:: Data supplied ::

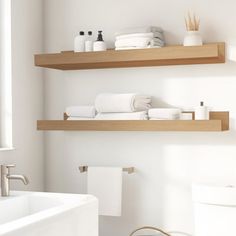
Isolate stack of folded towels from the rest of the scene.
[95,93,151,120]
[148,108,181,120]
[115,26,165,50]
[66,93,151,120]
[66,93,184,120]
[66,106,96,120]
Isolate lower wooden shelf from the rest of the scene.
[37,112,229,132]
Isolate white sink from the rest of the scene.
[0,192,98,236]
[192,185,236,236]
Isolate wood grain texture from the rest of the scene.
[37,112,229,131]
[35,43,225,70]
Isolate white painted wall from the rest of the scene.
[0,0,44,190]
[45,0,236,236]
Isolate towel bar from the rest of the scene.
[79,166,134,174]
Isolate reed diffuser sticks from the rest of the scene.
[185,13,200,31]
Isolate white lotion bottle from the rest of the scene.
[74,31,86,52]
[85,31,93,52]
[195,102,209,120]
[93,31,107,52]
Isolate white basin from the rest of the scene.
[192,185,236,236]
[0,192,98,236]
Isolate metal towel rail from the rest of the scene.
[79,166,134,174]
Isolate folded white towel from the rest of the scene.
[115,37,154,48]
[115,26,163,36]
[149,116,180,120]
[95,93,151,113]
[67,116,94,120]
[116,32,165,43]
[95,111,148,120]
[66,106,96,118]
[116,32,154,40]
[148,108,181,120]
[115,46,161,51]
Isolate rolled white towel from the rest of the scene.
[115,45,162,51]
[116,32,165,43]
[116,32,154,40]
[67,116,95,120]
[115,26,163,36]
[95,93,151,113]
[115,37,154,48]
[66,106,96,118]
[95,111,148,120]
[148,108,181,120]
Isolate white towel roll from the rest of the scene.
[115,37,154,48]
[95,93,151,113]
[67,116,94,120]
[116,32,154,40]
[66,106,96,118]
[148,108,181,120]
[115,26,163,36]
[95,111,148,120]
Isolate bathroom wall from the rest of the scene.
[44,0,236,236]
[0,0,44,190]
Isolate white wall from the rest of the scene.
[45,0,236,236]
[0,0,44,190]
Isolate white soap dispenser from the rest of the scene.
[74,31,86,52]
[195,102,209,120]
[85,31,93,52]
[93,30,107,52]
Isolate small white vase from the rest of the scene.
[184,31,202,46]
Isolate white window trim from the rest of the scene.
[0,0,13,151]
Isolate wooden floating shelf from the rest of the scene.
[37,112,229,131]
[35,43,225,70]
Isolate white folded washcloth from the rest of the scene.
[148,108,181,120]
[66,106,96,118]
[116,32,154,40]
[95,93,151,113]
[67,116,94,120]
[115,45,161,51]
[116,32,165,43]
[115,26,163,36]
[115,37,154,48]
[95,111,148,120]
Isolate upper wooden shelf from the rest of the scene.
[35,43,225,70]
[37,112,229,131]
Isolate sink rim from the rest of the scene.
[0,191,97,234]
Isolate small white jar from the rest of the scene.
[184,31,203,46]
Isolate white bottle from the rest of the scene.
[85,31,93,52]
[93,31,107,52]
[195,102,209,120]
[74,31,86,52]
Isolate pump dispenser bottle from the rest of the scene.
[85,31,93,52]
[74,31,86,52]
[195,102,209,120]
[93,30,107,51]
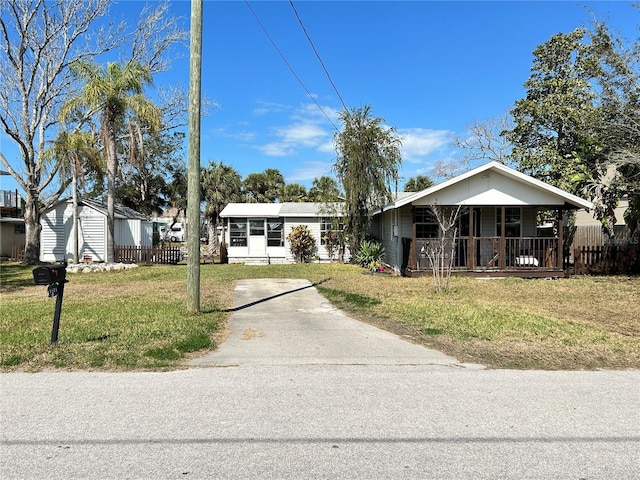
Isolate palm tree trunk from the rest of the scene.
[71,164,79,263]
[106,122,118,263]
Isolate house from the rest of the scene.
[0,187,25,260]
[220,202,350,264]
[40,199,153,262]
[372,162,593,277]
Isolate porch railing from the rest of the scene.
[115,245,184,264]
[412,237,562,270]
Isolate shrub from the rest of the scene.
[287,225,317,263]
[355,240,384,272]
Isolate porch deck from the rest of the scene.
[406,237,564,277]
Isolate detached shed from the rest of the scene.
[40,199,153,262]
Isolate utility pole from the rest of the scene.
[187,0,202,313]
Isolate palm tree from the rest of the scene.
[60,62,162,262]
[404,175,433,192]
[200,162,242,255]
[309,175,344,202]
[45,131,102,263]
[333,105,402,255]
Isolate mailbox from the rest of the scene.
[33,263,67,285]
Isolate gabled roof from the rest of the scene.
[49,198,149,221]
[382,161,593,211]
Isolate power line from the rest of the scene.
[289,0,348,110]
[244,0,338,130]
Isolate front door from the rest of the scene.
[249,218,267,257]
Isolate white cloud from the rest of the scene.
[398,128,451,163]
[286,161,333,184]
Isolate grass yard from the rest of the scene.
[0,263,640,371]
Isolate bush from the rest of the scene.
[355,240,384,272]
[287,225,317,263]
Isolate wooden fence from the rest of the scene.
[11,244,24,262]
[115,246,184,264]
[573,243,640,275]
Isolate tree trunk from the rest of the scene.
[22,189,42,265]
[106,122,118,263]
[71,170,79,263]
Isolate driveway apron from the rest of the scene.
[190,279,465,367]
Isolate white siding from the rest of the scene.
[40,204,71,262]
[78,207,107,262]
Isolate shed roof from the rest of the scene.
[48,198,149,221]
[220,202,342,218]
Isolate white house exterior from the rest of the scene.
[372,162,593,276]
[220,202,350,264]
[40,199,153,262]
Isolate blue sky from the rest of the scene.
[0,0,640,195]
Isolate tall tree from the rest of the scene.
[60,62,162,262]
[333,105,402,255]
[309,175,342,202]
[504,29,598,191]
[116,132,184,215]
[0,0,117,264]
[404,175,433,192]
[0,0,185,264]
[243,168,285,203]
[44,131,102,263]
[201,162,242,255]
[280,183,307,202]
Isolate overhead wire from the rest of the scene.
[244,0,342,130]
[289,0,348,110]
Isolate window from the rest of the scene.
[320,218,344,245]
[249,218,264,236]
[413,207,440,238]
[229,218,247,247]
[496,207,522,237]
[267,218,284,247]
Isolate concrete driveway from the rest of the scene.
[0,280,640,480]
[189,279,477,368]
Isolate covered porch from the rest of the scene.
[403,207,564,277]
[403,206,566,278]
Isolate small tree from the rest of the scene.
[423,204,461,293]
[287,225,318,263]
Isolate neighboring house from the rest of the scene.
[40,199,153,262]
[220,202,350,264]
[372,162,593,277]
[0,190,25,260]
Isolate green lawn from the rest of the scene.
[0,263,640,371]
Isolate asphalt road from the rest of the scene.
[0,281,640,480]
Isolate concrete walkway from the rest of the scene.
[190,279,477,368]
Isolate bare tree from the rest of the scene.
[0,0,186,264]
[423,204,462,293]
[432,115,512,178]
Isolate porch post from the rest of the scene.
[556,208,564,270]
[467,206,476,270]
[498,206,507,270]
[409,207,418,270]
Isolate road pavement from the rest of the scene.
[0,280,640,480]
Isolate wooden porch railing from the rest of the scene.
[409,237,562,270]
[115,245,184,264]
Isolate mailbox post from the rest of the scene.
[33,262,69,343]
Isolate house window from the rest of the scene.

:: Goal of the exercise ::
Copy every line of the records above word for word, leaving out the pictures.

:: Exercise output ::
Isolate stack of folded towels from the rest of the scene.
[95,93,151,120]
[148,108,181,120]
[115,26,165,50]
[66,93,151,120]
[66,93,184,120]
[66,106,96,120]
Isolate lower wooden shelf from the rest of the scene.
[37,112,229,132]
Isolate white sink from the rest of the scene.
[0,192,98,236]
[192,185,236,236]
Isolate wood grain texture from the rest of the scene.
[37,112,229,131]
[35,43,225,70]
Isolate white painted wall from the rest of the scene.
[0,0,44,190]
[45,0,236,236]
Isolate towel bar from the rest of the scene.
[79,166,134,174]
Isolate reed diffuser sticks from the rest of the scene.
[185,13,200,31]
Isolate white lotion bottle from the rest of the scene.
[74,31,86,52]
[85,31,93,52]
[195,102,209,120]
[93,31,107,52]
Isolate white basin from the rest of the scene.
[192,185,236,236]
[0,192,98,236]
Isolate metal towel rail from the rest of the scene.
[79,166,134,174]
Isolate folded white towel from the rest of the scene.
[115,37,154,48]
[115,26,163,36]
[149,116,180,120]
[95,93,151,113]
[67,116,94,120]
[116,32,165,43]
[95,111,148,120]
[66,106,96,118]
[116,32,154,40]
[148,108,181,120]
[115,46,161,51]
Isolate rolled white towel from the rest of the scene.
[115,45,162,51]
[116,32,165,43]
[116,32,154,40]
[67,116,95,120]
[115,26,163,36]
[95,93,151,113]
[115,37,154,48]
[66,106,96,118]
[95,111,148,120]
[148,108,181,120]
Isolate white towel roll from the rest of the scene.
[115,37,154,48]
[95,93,151,113]
[67,116,94,120]
[116,32,154,40]
[66,106,96,118]
[148,108,181,120]
[115,26,163,36]
[95,111,148,120]
Isolate bathroom wall from the rest of the scene.
[44,0,236,236]
[0,0,44,190]
Isolate white wall from the rest of the scene.
[45,0,236,236]
[0,0,44,190]
Isolate white soap dispenser from the rest of the scene.
[74,31,86,52]
[195,102,209,120]
[85,31,93,52]
[93,30,107,52]
Isolate small white vase from the rest of the scene.
[184,31,202,46]
Isolate white window trim from the rest of the scene.
[0,0,13,151]
Isolate wooden floating shelf from the rest of the scene.
[37,112,229,131]
[35,43,225,70]
Isolate white folded washcloth from the rest of the scene.
[148,108,181,120]
[66,106,96,118]
[116,32,154,40]
[95,93,151,113]
[67,116,94,120]
[115,45,161,51]
[116,32,165,43]
[115,26,163,36]
[115,37,154,48]
[95,111,148,120]
Isolate upper wooden shelf from the rest of the scene.
[35,43,225,70]
[37,112,229,131]
Isolate sink rim from the rest of the scene.
[0,191,97,234]
Isolate small white jar from the rest of the scene.
[184,31,203,46]
Isolate white bottle from the rest of the scene.
[85,31,93,52]
[93,31,107,52]
[195,102,209,120]
[74,31,86,52]
Isolate pump dispenser bottle from the rest of the scene.
[85,31,93,52]
[74,31,86,52]
[195,102,209,120]
[93,30,107,51]
Isolate palm tree trunk from the rest of the scene.
[71,164,79,263]
[106,122,118,263]
Isolate house from the rest of the scene.
[0,187,25,260]
[220,202,350,264]
[40,199,153,262]
[372,162,593,277]
Isolate porch railing from the rest of the scene.
[115,245,184,264]
[412,237,562,270]
Isolate shrub from the rest of the scene.
[287,225,317,263]
[355,240,384,272]
Isolate porch deck from the rest of the scene.
[406,237,564,277]
Isolate detached shed from the rest of the scene.
[40,199,153,262]
Isolate utility pole from the rest of the scene.
[187,0,202,313]
Isolate palm tree from the rest of the scene.
[60,62,162,262]
[404,175,433,192]
[200,162,242,255]
[309,175,344,202]
[45,131,102,263]
[333,105,402,255]
Isolate mailbox from the rest of the scene.
[33,263,67,285]
Isolate gabled roof from the rest of the scene.
[49,198,149,221]
[382,161,593,211]
Isolate power line from the rest of the scene.
[289,0,348,110]
[244,0,338,130]
Isolate front door from the rest of the scene.
[249,218,267,257]
Isolate white cloud from the rest of the scene.
[398,128,451,163]
[286,161,333,184]
Isolate grass yard from the rest of the scene.
[0,263,640,371]
Isolate bush from the rest of the scene.
[355,240,384,272]
[287,225,317,263]
Isolate wooden fence from the rest of the scene.
[11,244,24,262]
[115,246,184,264]
[573,243,640,275]
Isolate tree trunk from the rest of the scene.
[22,189,42,265]
[106,122,118,263]
[71,170,79,263]
Isolate driveway apron from the rest of the scene.
[190,279,465,367]
Isolate white siding from the rest of the scene.
[40,204,71,262]
[78,207,107,262]
Isolate shed roof from the rest of the scene.
[48,198,149,221]
[220,202,342,218]
Isolate white house exterior from the rest of the scene.
[372,162,593,276]
[220,202,350,264]
[40,199,153,262]
Isolate blue sky from the rest of the scene.
[0,0,640,195]
Isolate tall tree from the rest of the scene.
[60,62,162,262]
[333,105,402,255]
[309,175,342,202]
[504,29,598,191]
[116,132,184,215]
[0,0,117,264]
[404,175,433,192]
[0,0,185,264]
[243,168,285,203]
[44,131,102,263]
[201,162,242,255]
[280,183,307,202]
Isolate overhead wire from the rest of the scene.
[244,0,342,130]
[289,0,348,110]
Isolate window from the rest of the scene.
[320,218,344,245]
[249,218,264,236]
[413,207,440,238]
[229,218,247,247]
[496,207,522,237]
[267,218,284,247]
Isolate concrete driveway from the rest of the scene.
[0,280,640,480]
[189,279,477,368]
Isolate covered porch from the rest of the scene.
[403,207,564,277]
[403,206,566,278]
Isolate small tree from the rest of the scene.
[423,204,461,293]
[287,225,318,263]
Isolate neighboring house from the rest of the scene.
[40,199,153,262]
[220,202,350,264]
[372,162,593,277]
[0,190,25,260]
Isolate green lawn from the rest of the scene.
[0,263,640,371]
Isolate asphalt road from the rest of the scene.
[0,281,640,480]
Isolate concrete walkway from the rest of the scene.
[190,279,477,368]
Isolate bare tree from the rest of the scene.
[0,0,186,264]
[423,204,462,293]
[432,115,512,178]
Isolate porch post from the rest of the scene.
[556,208,564,270]
[467,206,476,270]
[498,206,507,270]
[409,207,418,270]
Isolate road pavement from the rest of the scene.
[0,280,640,480]
Isolate wooden porch railing from the rest of the scene.
[409,237,562,270]
[115,245,184,264]
Isolate mailbox post from the rest of the scene.
[33,262,69,343]
Isolate house window from the rest of the scene.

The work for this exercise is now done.